- [SUPPLIED INFORMATION]
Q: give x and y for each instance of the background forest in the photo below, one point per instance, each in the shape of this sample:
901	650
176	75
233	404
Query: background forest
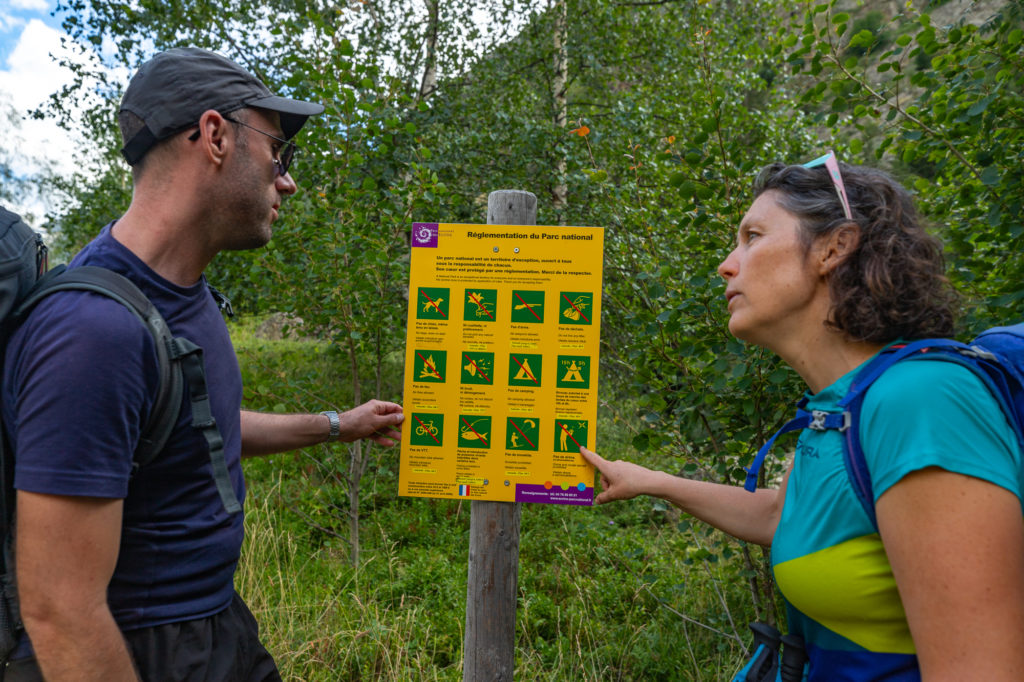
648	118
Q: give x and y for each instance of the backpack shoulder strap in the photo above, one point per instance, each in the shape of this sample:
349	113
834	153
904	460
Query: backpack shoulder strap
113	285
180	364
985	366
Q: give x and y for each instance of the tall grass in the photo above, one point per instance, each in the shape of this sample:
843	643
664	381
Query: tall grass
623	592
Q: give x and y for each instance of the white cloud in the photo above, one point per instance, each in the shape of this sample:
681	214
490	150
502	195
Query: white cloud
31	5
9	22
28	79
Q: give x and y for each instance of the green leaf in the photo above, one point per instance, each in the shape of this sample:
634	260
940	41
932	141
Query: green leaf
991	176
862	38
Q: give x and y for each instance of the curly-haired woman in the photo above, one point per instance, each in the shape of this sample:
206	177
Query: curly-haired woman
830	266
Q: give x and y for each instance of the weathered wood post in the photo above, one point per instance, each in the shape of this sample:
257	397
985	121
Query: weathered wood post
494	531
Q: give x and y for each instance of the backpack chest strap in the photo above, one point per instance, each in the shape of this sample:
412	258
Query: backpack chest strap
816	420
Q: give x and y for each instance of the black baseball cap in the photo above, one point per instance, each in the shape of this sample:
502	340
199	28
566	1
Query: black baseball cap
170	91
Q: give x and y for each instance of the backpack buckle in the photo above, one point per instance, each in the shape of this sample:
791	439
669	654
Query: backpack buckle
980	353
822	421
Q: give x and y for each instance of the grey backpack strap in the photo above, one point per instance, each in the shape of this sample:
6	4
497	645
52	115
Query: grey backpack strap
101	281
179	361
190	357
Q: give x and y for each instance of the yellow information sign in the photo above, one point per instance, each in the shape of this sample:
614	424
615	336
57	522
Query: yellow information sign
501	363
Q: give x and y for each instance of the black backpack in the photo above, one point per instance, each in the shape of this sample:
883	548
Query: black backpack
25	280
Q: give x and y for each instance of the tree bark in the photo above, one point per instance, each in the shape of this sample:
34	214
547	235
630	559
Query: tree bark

- [YOUR GOAL]
Reproduce without alteration the part of the data above that opens with the line containing "Q: give x and y for each instance of the green" and continues through the end of the data, both ends included.

- [TASK SOLUTION]
Q: give x and y for each instance of the green leaf in the photo above, one point per instance, each in the shape of this sample:
634	260
940	41
932	141
Query: green leaf
991	176
862	38
Q: give x and y for each instance of the curly-haired woman in the photo above, one point per instance, each in the shape of this sample:
206	177
Query: curly-haired woman
830	266
Q: give x and y for each instance of the weathered wood post in the photo above, one point per instance, each in the shape of this sample:
257	397
985	121
Query: weathered wood post
494	531
Q: give x and y for each instance of the backpack chest strap in the photo above, one point per instance, each in the shape of this sample:
412	258
Query: backpack chest strap
816	420
Q: give x and y for each instance of the black baseball cap in the photo above, one point per instance, each in the shape of this sample:
502	340
199	28
566	1
Query: black baseball cap
170	91
Q: give x and y for each instance of the backpack buckle in the photo above, one point per instance, each in the shape of this sample:
791	439
669	654
Query: backpack buckle
980	353
822	421
Q: give x and y for each instance of the grey backpack strap in the photo above, one point per instance, each in the shape of this sample:
6	4
497	645
52	115
Query: grey backpack strap
101	281
179	361
190	357
Q: give x and y for each instance of the yellow information sign in the photo above, one point per instance, each in the shape of this sample:
614	424
615	336
57	522
Query: yellow information sign
501	363
Q: give x and y for each instance of the black backpack in the photo above, one point per instance, each in the shape of this sample:
883	548
Query: black backpack
25	280
Q: give x and y for each instance of the tree bark in the photo above, one point per instance, each in the shape of this sample:
34	214
547	235
630	559
Query: tree bark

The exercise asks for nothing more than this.